◆ Required work:
• a. In the book launch notice, copy the passage from "The book will" up to and including "Press at 709-739-4477.", but switch "Refreshments" to "Light snacks".
• b. List every book by Maura Hanrahan that the book launch notice names.

◆ Text:

>>

Sue's Blog

Wednesday, September 12, 2007

The ABC's of Ships and Books

You are invited to a very special boat launch - The Alphabet Fleet - the latest book by Newfoundland and Labrador author Maura Hanrahan.

Flanker Press - the publisher - describes the work this way.
In 1898 a political firestorm surrounded the creation of Newfoundland’s Alphabet Fleet. But before long these coastal boats became a beloved part of the fabric of life in Newfoundland and Labrador. These ships carried bright-eyed young teachers to their first outport assignments. They brought wedding dresses to excited brides and Christmas parcels and letters to eager hands. They carried people home from city hospitals and the dead to be buried in family plots. Through crew and passenger recollections, this book brings the Alphabet Fleet to life. It also vividly describes the heroics and disasters associated with these legendary vessels.


Maura Hanrahan is the author of several books, including Domino: The Eskimo Coast Disaster. Her book Tsunami: The Newfoundland Tidal Wave Disaster is a Canadian Bestseller. Tsunami won the 2005 Heritage and History Award and was shortlisted for the 2005 Rogers Cable Newfoundland and Labrador Book Award. Hanrahan is also the author of the East Coast favourite, The Doryman, which was shortlisted for the 2004 Heritage and History Award. She is a past winner of the Lawrence Jackson Writing Award.

The book will be available for purchase. The author will be present to read from and sign her work. Refreshments will be served. For further information, please contact Flanker Press at 709-739-4477.

<<

◆ Supplied material:
>>

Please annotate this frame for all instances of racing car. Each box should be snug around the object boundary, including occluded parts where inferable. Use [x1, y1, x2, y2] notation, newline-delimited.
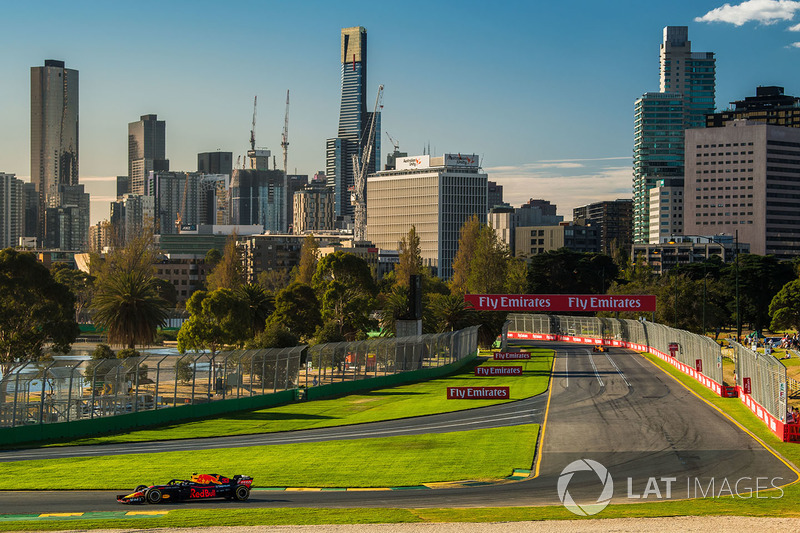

<<

◆ Response list:
• a.
The book will be available for purchase. The author will be present to read from and sign her work. Light snacks will be served. For further information, please contact Flanker Press at 709-739-4477.

• b.
- The Alphabet Fleet
- Domino: The Eskimo Coast Disaster
- Tsunami: The Newfoundland Tidal Wave Disaster
- The Doryman